(Records of labeled points)
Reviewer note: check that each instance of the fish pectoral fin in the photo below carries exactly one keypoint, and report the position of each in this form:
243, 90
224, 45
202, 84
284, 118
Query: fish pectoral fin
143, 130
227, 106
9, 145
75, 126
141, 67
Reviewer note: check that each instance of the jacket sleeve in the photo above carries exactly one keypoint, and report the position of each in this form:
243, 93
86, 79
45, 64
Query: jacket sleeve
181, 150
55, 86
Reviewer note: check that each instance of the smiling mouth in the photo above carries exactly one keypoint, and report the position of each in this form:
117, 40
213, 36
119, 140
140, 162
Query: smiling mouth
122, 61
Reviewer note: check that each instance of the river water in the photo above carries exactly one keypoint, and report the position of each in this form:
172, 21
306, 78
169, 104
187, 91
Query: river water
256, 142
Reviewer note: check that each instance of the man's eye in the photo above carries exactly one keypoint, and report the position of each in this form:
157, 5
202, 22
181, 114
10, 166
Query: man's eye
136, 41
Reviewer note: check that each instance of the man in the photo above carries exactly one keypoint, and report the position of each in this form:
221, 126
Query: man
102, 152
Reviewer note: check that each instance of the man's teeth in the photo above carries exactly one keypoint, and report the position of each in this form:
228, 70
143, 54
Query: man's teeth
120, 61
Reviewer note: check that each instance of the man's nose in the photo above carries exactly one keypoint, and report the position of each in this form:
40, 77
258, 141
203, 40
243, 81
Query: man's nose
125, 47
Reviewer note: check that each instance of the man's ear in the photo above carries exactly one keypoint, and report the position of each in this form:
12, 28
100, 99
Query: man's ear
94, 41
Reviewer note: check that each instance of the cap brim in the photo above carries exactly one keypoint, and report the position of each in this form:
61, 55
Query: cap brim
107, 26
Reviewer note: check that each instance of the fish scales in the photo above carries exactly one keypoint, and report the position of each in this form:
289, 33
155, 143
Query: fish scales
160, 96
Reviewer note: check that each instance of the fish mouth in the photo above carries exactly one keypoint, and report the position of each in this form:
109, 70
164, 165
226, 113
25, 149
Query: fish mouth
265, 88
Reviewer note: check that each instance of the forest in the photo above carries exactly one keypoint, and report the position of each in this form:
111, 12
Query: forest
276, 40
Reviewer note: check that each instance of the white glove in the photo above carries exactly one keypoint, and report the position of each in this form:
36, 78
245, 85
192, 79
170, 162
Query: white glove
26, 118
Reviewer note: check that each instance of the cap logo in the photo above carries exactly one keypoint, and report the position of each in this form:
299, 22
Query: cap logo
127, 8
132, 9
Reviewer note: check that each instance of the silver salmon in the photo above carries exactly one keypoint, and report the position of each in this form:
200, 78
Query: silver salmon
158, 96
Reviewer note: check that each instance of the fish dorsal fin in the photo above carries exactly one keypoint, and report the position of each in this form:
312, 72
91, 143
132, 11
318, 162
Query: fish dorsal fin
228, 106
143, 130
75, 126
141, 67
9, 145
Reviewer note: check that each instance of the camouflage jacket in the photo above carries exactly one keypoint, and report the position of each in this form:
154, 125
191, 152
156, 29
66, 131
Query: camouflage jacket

SHORT TASK ▸
Repeat exactly the lines starting at the line with "Reviewer note: check that each instance of the fish scales" and ending with the final line of the entries. Include nothing else.

RESULT OF THIS TASK ▸
Reviewer note: check that each instance of the fish scales in the photo above carries exactly one keypoint, and report the position of each in this form:
289, 33
155, 143
Query: fish scales
160, 96
Reviewer note: check that each instance of the fish mouth in the photo above carries exactly one keypoint, and report the position of each in this form:
109, 70
164, 165
226, 113
25, 149
Query: fish mouth
265, 88
Reviewer note: check that each instance of the forest in the photo above carries exactly one keypoint, and report the position of each in this form:
111, 12
Query: forest
276, 40
Reviewer note: check that each instance of the white glove in the photo above carries exactly one keypoint, and report the position of each in this form:
36, 78
245, 85
192, 79
170, 162
Query: white glove
26, 118
Reviewer note: check that each instance of the cap logo in the photo above carries exactly one keypoint, and report the position of each in this form:
299, 22
Query: cap logo
127, 8
132, 9
Reviewer note: check that each instance of the silver salmon in the photo above carries exactly one keypoint, and report the position of each in this form:
200, 78
Query: silver salmon
158, 96
Reviewer note: check that each instance of the fish dorsal fin in the photo above carries exactly one keypoint, and report the position of each in this form:
312, 72
91, 143
132, 11
318, 162
Query: fish dorsal fin
228, 106
143, 130
75, 126
141, 67
9, 145
Reviewer note: check that each instance of the camouflage jacket in the photo above carries exactly one keypoint, and report the position of each in this form:
154, 125
191, 152
156, 29
66, 131
Query: camouflage jacket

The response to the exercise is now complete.